#### What to produce:
Could you render the lines below as a numbered list, skipping any blank lines and leaving the pictures out?
Start Dataset
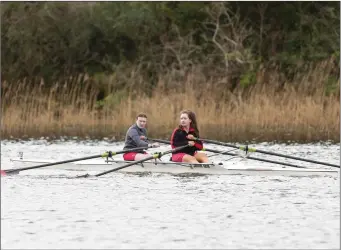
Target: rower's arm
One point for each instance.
(136, 138)
(199, 145)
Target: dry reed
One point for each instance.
(299, 111)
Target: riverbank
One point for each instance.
(260, 113)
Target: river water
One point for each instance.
(125, 211)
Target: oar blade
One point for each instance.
(83, 176)
(9, 173)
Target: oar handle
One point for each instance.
(154, 156)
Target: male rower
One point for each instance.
(136, 137)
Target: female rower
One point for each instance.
(184, 134)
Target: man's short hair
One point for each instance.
(141, 115)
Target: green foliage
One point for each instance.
(55, 40)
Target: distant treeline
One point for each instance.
(56, 41)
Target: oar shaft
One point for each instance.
(269, 153)
(256, 159)
(249, 157)
(51, 164)
(72, 160)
End Dataset
#### Solution for this problem:
1. Target: rower's arm
2. One point for each instance.
3. (136, 138)
4. (199, 145)
5. Target: dry reed
6. One point for each instance.
7. (299, 111)
8. Target: riverbank
9. One point for each instance.
10. (260, 113)
11. Target: river water
12. One point for each instance.
13. (125, 211)
14. Target: oar blade
15. One point for each instance.
16. (83, 176)
17. (9, 173)
18. Target: oar handle
19. One point for each instance.
20. (154, 156)
21. Target: male rower
22. One point for each instance.
23. (136, 137)
24. Target: female rower
25. One point for each instance.
26. (184, 134)
27. Target: man's short hair
28. One point for each instance.
29. (141, 115)
30. Target: green foliage
31. One point for each instance.
32. (55, 40)
33. Target: distant treeline
34. One point for each instance.
35. (56, 41)
36. Target: oar shaft
37. One point for each instance.
38. (269, 153)
39. (256, 159)
40. (249, 157)
41. (51, 164)
42. (72, 160)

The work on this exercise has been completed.